• **EXTRAIT DU TEXTE**
◆ ◆ ◆ ◆ ◆ ◆ ◆

Le crédit pose bien une difficulté fondamentale.
On reviendra plus tard sur notre proposition d'un nouveau critère, l'engagement d'avance. Composite et inédite, l'expression est constituée de notions qui préexistent.
L'initiative s'autorise du besoin de proposer des idées pures (Des idées juridiques à la rencontre du droit bancaire... et financier, Lexbase, Etude, Hebdo édition affaires n°490 du 1er décembre 2016).
--------------------------------
1) Article L 313-1
Constitue une opération de crédit tout acte par lequel une personne agissant à titre onéreux met ou promet de mettre des fonds à la disposition d'une autre personne ou prend, dans l'intérêt de celle-ci, un engagement par signature tel qu'un aval, un cautionnement, ou une garantie.
Sont assimilés à des opérations de crédit le crédit-bail, et, de manière générale, toute opération de location assortie d'une option d'achat.
Il nous semble manifeste que l'avance de fonds n'est pas ce critère (contra : Th. Bonneau, 2017). Cette affaire le montre : le client ne bénéficie pas d'avance de fonds, seul le téléphone semble avancé (et encore, d'où le litige), mais la démonstration était déjà faite avec le le crédit-bail ou les promesses de paiement ou le crédit par signature.
En disant "opération", la loi semble dire quelque chose d'édifiant alors qu'elle ne fait que dresser un mur de fumée.
Après une première note de blog ci-dessous, citant une proposition de critère, prenons les choses d'un peu plus haut.
Pourquoi dire "opération", sinon pour abuser l'esprit ? La question est bien celle de savoir ce qu'est un crédit. Qu'on loge ce crédit dans ce que l'on peut appeler, avec plus ou moins de rigueur, "opération", ne modifie pas le problème fondamental posé.
La notion d'opération a une fonction précise : globalisante, elle met ensemble des conventions de crédit dont on ne voit pas le critère commun. La notion d'opération est un voile habile qui semble donner la substance du crédit et qui, en vérité et de ce fait, la masque ; voilà le mur de fumée ; le prétexte imposant la notion "d'opération" est bien choisi : tout crédit ne passe pas, il est vrai, par un simple contrat, il semble parfois qu'il y ait un ensemble d'actes juridiques - à voir.
Le code de la consommation, à l'honneur dans cette décision FREE-SFR, fait comme la loi bancaire de 1984 ; même après trente ans de technocratie juridique aiguisée, les législateurs, ici et à Bruxelles, n'ont toujours pas donné le critère du crédit.
Nous avons dit, dans une note plus bas, que le critère d'avance de moyen, que nous avions en tête, et dans nos lignes (Droit bancaire et financier, Mare & Martin), devait être dépassé, affiné. Il pose le problème mais ne le règle qu'en partie. En somme, il faut nous faut mettre notre doctrine à néant pour retrouver l'être du crédit. La recherche est un existentialisme juridique !

◆ ◆ ◆ ◆ ◆ ◆ ◆

• **DONNÉES ENREGISTRÉES**

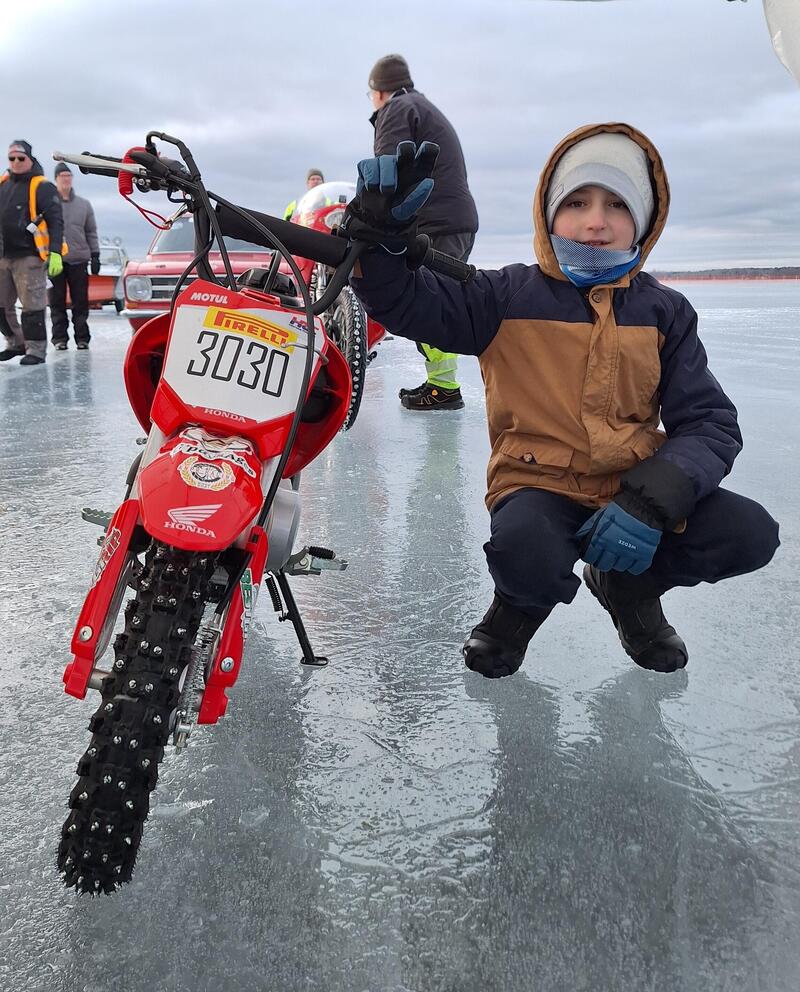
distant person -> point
(80, 233)
(582, 356)
(32, 222)
(449, 217)
(313, 178)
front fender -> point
(201, 490)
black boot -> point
(496, 647)
(642, 627)
(430, 397)
(412, 392)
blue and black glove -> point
(654, 496)
(390, 192)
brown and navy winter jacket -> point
(576, 380)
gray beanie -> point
(612, 161)
(389, 74)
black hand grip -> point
(446, 265)
(299, 240)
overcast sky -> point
(263, 90)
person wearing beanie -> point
(31, 248)
(314, 177)
(449, 217)
(583, 357)
(80, 233)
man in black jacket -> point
(80, 232)
(449, 217)
(32, 223)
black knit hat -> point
(389, 74)
(22, 146)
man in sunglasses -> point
(31, 222)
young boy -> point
(582, 355)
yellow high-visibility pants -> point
(440, 366)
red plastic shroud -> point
(96, 607)
(153, 401)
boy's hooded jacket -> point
(576, 379)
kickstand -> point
(293, 614)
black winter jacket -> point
(16, 241)
(410, 116)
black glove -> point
(391, 189)
(657, 492)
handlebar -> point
(233, 221)
(332, 250)
(98, 165)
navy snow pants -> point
(533, 548)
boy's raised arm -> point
(423, 306)
(703, 436)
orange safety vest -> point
(41, 238)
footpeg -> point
(313, 561)
(100, 517)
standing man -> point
(449, 217)
(32, 222)
(313, 178)
(80, 233)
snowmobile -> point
(238, 388)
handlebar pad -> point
(446, 265)
(299, 240)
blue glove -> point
(403, 181)
(390, 191)
(618, 541)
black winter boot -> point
(430, 397)
(496, 647)
(642, 627)
(414, 391)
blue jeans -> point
(533, 549)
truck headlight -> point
(138, 288)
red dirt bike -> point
(238, 389)
(346, 323)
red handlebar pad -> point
(125, 179)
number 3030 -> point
(222, 353)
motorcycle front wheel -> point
(119, 770)
(346, 324)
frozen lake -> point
(395, 822)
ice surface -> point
(394, 822)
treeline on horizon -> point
(775, 272)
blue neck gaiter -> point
(585, 265)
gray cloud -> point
(260, 92)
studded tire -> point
(111, 800)
(346, 324)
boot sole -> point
(641, 658)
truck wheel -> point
(346, 324)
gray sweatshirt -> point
(80, 229)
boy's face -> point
(594, 216)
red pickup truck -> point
(149, 283)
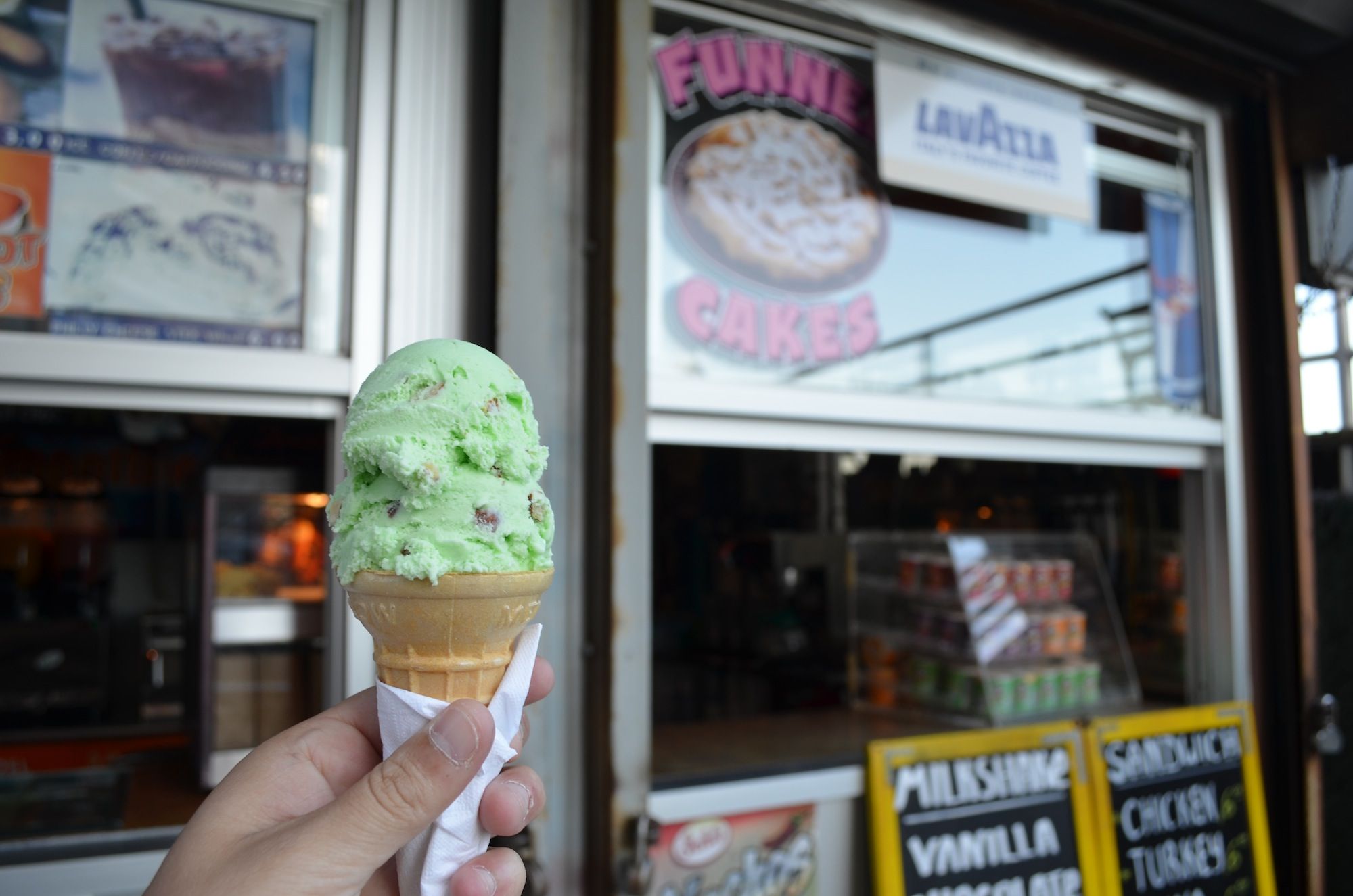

◆ ◆ ◆ ◆ ◆ ◆ ◆

• **CONSIGNES DE L'EXERCICE**
[1] Relevez tous les exemples d'engagement par signature que cite l'article L 313-1 reproduit dans le texte sur le critère du crédit.
[2] Résumez en deux phrases le texte sur le critère du crédit.
[3] Rédigez la suite du texte sur le critère du crédit à partir de sa dernière phrase.
Les enregistrements ne jouent aucun rôle ici.

• **RÉSULTATS DE L'EXERCICE**
[1] Un aval, un cautionnement, une garantie.

[2] Le texte soutient qu'en parlant d'« opération » de crédit, la loi dresse un mur de fumée qui masque la substance du crédit, et que les législateurs n'en ont toujours pas donné le critère. Il écarte l'avance de fonds comme critère, juge que le critère d'avance de moyen doit être dépassé et annonce un nouveau critère, l'engagement d'avance.

[3]
Dans l'affaire FREE-SFR, la question s'est posée sous l'angle d'un problème d'égalité ou de loyauté dans la concurrence. La question emprunte alors le canal du droit de la consommation puisque l'offre était faite à des consommateurs. Mais ce fondement légal, commandé au juge à raison du fondement de l'assignation, du procès, n'est pas le centre du débat de la notion de crédit qui est posée dans les textes sur l'organisation bancaire (textes européens et nationaux, on limite le propos ici sans entrer dans le pur droit européen, d'autant que l'arrêt en est loin, quoiqu'il cite et se fonde sur la directive portant le crédit à la consommation).
Aucun jugement fondé sur le droit de la consommation ne saurait échapper aux principes monétaires et bancaires de l'Union européenne qui se trouvent dans les textes de nature bancaire, jusque dans les traités (TUE et TFUE), et non dans ceux relatifs au droit de la consommation.
Dans l'ordre positif, au vu des codes, et donc un peu basiquement, la question se pose car le crédit a inspiré la notion d'opération de crédit qui :
- regroupe les crédits réservés aux établissements de crédit et assimilés (art. L. 313-1, CMF) (1) ;
- regroupe certains crédits qui sont visés par le code de la consommation pour leur appliquer un régime de protection du client (régime appelé "crédit à la consommation" ou "crédit immobilier").
La difficulté fondamentale réside dans le fait que l'on ignore le critère du crédit. Le législateur de 1984 l'a montré en parlant d'opérations "assimilés" (c'est du crédit sans en être). Nous avons vérifié la doctrine antérieure et, effectivement, les auteurs ne dégageaient pas une notion unitaire du crédit par la grâce d'un critère, et ce à propos de la pure location qui parfois se rapproche du crédit (Du critère de l'opération de crédit désignant les crédits et délimitant les opérations de banque, Cass. com., 2 novembre 2016, n° 15-10.274, Lexbase, Hebdo édition affaires, n°490 du 08/12/2016, N° LXB : N5570BW9).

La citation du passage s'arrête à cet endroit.